» SOURCE PASSAGE:

'''

In all species marginal cells, including subsidiary and accessory cells, are papillose (Figs.1B, D, F, H; 2B, D, F). Two sunken elongated guard cells are surrounded externally by four subsidiary cells. Two lateral and two polar subsidiary cells are poorly differentiated externally, which might be due to the presence of a thick cuticle layer. In Picea species, the marginal walls of epidermal cells have numerous small infoldings and that project into the cavities of the cells (Fig. 2B, D, F).

Anatomical features

Abies firma and Abies holophylla

These two species belong to section Momi. Within section Momi, A. firma represents the subsection Firmae and A. holophylla represents Holophyllae. Both species leaf cross section clearly reveals a bifacial structure (Fig. 3A-D). The epidermis is single-layered and composed of small elongated or oval-shaped, highly lignified cells (Fig. 3E-F). Numerous stomata are observed on the abaxial leaf surface (Fig. 3G-H). The hypodermis is single-layered with oval-shaped lignified cells (Fig. 3E-G), which is a continuous layer except in the stomatal region of the abaxial surface. Only in a few places particularly in the margin and mid-vein region, the hypodermis comprise more than one cell layer. The mesophyll is composed of parenchyma cells, differentiated into two regions: palisade and spongy (Fig. 3G). The palisade parenchyma is more developed on the adaxial side and consists of radially elongated cells in two or three layers. The spongy parenchyma is organized with loosely arranged polygonal cells, in about 70-80% of the mesophyll (Fig. 3G). Resin ducts pass through the mesophyll, and some of them are attached to the abaxial epidermis or hypodermis (Fig. 3A-F). The Korean samples of A. firma had four resin ducts, two large ones in the mesophyll and two small ones attached to the lower epidermis, (Fig. 3A) while the Japanese sample had only two ducts, both attached to the epidermis (Fig. 3B). In contrast, all three samples of A. holophylla had two resin ducts, either attached to the epidermis in the Japanese sample (Fig. 3C) or located in the mesophyll in the Korean samples (Fig. 3D).

'''

» WHAT YOU SHOULD DO: Please resume the conifer leaf anatomy passage above, starting right after its last sentence.

» DATA FOR REVIEW:
'''

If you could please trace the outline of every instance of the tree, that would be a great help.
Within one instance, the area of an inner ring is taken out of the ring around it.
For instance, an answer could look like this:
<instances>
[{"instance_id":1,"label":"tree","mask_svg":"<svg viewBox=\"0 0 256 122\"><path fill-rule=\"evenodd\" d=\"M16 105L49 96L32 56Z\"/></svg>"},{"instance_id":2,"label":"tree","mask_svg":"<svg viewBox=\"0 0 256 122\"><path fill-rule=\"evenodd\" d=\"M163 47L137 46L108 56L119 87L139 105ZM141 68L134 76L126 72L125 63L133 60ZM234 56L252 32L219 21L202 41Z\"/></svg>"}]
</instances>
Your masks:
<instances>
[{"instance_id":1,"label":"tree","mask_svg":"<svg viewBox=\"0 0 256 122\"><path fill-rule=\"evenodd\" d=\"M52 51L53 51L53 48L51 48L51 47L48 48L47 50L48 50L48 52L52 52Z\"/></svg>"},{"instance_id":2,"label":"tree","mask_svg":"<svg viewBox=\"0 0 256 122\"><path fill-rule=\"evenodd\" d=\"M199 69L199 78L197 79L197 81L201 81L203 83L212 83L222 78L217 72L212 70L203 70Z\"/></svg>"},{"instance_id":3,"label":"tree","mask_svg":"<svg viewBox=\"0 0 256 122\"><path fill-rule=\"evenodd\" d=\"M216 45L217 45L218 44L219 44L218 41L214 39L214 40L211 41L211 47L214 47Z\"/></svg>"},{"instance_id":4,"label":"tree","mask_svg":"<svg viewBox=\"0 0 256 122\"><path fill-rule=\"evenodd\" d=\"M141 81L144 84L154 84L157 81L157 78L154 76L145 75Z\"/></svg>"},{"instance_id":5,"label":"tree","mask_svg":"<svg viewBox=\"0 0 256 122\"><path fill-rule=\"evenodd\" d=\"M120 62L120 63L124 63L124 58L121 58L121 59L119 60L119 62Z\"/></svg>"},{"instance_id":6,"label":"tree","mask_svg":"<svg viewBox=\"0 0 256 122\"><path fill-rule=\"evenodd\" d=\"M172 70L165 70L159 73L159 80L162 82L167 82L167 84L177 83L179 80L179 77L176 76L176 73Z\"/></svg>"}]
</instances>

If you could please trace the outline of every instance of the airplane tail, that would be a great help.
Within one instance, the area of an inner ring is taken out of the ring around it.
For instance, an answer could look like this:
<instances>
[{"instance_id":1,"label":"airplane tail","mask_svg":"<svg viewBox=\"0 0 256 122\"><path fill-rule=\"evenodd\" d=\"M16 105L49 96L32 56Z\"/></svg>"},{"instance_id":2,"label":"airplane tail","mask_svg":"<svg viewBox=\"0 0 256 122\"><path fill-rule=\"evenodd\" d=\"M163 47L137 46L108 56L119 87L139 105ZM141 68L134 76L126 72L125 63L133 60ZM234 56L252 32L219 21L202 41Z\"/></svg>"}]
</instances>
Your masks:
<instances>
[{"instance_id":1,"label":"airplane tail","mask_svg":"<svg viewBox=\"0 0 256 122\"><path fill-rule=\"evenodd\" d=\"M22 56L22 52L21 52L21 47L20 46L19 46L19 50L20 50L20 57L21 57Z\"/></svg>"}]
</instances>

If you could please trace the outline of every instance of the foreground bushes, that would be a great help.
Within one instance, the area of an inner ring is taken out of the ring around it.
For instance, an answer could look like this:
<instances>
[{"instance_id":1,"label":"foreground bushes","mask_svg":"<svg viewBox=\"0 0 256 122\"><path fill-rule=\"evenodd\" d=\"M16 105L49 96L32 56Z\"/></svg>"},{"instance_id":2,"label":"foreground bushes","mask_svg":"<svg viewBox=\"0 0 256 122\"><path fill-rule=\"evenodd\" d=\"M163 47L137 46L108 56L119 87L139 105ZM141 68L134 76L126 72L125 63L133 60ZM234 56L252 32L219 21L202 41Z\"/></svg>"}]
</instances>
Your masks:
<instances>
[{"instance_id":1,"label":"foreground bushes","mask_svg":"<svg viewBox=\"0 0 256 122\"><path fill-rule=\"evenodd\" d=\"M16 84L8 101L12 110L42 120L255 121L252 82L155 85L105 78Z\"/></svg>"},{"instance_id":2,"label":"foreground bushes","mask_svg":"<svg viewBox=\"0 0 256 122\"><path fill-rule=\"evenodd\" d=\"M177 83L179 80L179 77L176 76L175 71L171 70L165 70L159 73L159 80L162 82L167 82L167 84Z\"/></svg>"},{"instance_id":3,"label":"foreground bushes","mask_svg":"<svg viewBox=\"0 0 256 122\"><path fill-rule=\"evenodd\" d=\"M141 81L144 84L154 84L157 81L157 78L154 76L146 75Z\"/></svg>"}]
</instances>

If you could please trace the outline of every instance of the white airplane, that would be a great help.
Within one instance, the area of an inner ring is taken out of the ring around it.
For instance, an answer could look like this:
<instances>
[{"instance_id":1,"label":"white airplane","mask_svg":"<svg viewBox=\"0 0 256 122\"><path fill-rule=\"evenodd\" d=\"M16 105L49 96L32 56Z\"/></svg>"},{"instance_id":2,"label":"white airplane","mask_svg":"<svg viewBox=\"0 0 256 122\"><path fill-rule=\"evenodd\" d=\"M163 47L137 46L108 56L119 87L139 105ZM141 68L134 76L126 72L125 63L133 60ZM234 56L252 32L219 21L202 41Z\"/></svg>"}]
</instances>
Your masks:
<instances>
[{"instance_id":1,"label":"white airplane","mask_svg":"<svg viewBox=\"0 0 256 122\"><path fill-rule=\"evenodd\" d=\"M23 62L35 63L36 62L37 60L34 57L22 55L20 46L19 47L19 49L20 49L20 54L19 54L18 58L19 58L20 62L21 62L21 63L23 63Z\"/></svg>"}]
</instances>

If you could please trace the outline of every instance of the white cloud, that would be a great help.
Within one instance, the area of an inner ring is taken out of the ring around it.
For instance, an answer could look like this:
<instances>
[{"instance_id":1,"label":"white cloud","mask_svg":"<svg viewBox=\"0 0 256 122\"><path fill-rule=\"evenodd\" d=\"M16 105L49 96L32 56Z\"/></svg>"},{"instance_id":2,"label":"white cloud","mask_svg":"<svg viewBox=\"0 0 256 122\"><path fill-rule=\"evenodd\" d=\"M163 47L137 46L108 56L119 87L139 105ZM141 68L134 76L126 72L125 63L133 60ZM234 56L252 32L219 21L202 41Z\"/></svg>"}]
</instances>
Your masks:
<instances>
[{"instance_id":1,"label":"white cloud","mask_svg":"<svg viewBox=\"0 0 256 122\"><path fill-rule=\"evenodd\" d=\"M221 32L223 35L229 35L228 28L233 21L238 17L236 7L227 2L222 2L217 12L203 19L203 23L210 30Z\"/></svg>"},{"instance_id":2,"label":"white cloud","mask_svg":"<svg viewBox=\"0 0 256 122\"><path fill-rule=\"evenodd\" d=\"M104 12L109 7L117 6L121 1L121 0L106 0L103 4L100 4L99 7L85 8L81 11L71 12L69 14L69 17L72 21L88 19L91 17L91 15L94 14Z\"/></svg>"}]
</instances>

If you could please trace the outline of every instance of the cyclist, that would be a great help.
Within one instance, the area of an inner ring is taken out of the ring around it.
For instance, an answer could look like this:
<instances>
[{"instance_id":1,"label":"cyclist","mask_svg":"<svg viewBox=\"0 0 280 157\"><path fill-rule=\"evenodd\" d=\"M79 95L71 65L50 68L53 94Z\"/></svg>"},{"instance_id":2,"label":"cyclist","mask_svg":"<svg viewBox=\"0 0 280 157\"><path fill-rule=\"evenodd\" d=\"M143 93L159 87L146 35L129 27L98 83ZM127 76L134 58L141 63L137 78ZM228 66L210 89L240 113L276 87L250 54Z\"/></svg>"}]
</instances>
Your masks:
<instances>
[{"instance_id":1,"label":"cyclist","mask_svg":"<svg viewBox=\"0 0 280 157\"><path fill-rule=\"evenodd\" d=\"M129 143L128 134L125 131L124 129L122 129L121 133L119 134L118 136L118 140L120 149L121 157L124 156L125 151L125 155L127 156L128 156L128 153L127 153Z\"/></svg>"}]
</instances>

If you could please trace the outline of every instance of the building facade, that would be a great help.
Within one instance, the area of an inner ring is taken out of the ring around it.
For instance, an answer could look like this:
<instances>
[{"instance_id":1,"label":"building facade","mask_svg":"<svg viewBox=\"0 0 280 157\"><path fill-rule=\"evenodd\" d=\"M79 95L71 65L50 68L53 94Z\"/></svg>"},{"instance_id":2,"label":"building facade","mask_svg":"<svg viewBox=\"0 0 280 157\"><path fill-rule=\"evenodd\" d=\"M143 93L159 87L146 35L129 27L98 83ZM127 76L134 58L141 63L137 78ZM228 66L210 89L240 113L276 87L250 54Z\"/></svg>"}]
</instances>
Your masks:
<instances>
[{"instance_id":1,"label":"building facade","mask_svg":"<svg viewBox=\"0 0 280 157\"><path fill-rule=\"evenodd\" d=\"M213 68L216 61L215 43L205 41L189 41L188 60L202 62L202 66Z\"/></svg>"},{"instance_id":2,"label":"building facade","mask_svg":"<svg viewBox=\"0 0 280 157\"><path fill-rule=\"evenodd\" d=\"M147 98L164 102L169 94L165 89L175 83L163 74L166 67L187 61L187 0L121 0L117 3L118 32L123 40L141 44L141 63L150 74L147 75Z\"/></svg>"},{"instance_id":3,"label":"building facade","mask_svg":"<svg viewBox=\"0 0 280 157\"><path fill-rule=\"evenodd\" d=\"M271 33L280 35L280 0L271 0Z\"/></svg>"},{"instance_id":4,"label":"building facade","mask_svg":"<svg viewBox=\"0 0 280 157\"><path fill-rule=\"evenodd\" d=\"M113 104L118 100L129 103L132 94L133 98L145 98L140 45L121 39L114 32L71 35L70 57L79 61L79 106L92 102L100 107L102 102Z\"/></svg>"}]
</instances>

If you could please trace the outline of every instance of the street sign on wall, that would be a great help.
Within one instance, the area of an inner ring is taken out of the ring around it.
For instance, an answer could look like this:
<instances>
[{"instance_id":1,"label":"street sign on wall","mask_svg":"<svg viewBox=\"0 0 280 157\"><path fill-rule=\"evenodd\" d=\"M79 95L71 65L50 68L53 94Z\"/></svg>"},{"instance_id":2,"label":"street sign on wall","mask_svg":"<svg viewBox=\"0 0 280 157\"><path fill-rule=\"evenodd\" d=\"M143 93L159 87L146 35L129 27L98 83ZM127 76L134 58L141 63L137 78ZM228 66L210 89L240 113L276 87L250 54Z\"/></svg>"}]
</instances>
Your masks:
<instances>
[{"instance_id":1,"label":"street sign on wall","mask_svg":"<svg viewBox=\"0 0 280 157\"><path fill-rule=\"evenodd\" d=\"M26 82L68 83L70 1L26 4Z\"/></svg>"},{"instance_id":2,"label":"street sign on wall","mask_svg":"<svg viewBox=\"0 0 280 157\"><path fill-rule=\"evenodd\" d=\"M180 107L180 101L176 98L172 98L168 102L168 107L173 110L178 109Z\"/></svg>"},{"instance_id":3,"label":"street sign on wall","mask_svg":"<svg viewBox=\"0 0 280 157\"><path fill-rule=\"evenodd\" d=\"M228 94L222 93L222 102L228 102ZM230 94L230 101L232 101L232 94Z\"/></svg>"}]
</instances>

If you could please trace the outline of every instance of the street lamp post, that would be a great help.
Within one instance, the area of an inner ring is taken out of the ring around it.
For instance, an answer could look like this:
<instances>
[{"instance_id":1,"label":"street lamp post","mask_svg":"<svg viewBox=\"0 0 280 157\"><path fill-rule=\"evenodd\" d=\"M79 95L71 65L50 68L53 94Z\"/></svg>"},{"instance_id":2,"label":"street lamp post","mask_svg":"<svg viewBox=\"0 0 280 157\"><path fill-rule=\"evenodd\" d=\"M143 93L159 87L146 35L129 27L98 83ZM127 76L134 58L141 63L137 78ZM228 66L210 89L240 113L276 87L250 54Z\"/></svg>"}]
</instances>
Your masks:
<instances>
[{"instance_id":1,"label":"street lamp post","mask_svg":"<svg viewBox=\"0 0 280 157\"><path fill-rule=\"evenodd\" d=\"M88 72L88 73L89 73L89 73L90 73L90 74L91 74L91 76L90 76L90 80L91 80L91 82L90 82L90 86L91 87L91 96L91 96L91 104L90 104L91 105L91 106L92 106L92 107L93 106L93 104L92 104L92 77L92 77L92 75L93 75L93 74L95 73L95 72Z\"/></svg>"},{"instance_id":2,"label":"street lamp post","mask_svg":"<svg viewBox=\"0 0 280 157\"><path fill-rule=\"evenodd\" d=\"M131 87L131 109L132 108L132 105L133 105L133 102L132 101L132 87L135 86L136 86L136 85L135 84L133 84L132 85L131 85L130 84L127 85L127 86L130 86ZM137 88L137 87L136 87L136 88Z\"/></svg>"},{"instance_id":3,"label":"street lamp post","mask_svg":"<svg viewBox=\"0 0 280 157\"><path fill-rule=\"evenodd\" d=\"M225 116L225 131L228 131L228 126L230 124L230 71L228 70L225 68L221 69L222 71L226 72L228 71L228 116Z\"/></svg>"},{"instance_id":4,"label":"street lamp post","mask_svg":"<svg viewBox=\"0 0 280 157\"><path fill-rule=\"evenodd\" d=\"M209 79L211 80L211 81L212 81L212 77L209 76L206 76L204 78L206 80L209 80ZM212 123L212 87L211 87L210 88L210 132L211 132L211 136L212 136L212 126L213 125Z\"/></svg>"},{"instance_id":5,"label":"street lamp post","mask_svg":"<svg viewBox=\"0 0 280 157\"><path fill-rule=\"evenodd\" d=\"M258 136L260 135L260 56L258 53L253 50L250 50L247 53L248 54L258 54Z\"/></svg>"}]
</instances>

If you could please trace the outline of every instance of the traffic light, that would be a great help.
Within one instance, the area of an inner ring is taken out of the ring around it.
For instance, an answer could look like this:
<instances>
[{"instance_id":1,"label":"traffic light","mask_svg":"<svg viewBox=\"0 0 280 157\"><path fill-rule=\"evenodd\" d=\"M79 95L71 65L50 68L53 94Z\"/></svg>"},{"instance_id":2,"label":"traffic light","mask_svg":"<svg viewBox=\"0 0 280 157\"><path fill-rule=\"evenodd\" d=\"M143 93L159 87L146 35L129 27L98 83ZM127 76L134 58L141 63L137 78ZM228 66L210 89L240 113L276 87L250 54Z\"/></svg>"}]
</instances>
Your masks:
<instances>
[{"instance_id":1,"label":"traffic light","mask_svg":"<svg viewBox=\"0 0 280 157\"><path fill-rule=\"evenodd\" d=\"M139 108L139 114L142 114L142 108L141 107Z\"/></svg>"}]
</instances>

'''

» ANSWER BELOW:
The leaves have two collateral vascular bundles surrounded by a single-layered endodermis, and these are separated by several layers of parenchymatous cells (Fig. 3I). These paranchymatous bands are later lignified and distinguished from xylem by their larger size. A transfusion tissue composed of transfusion tracheids and parenchyma was observed in both lateral sides of the vascular bundles.

Abies koreana and Abies nephrolepis

Both these species belong to subsection Medianae of section Balsamea. Both species have almost similar tissue types and arrangement as describe for first two species. In Abies koreana and A. nephrolepis there are only two resin ducts, located in the spongy mesophyll region (Fig. 3J-K). They differ from members of Momiby their hypodermis. Both species lack a continuous hypodermal layer, which is found only in a few places as either isolated cells or groups of four or five cells. In the mid vein region, the hypodermis appears as group of more than five cells (Fig. 3L-M). Stomata are restricted to the abaxial surface of the leaf (Fig. 3N). Two vascular bundles separated by layers of parenchyma cells are embedded in a single layered endodermis (Fig. 3O-P).

Figure 1 SEM micrograph of abaxial faces from Abies species. A, B A. firma. A Stomatal band. B Stomata magnified. C, D A. holophylla. C Stomatal band. D Stomata magnified. E, F A. koreana. E Stomatal band. F Stomata magnified. G, H A. nephrolepis. G Stomatal band. H Stomata magnified. Abbreviations: gc, guard cell; mv, mid vein; sb, stomatal band; sc subsidiary cells; st, stomata. Scale bars: A, C, E, G = 1 mm; B, D, F, H = 50 µm. 

Figure 2 SEM micrograph of abaxial faces from Picea species. A, B P. abies. A Stomatal band. B Stomata magnified. C, D P. jezoensis. C Stomatal band. D Stomata magnified. E, F P. koraiensis. E Stomatal band. F Stomata magnified. Abbreviations: gc, guard cell; mv, mid vein; sb, stomatal band; sc subsidiary cells; st, stomata. Scale bars: A = 500 µm; B, D, F = 50 µm; C, E = 1 mm.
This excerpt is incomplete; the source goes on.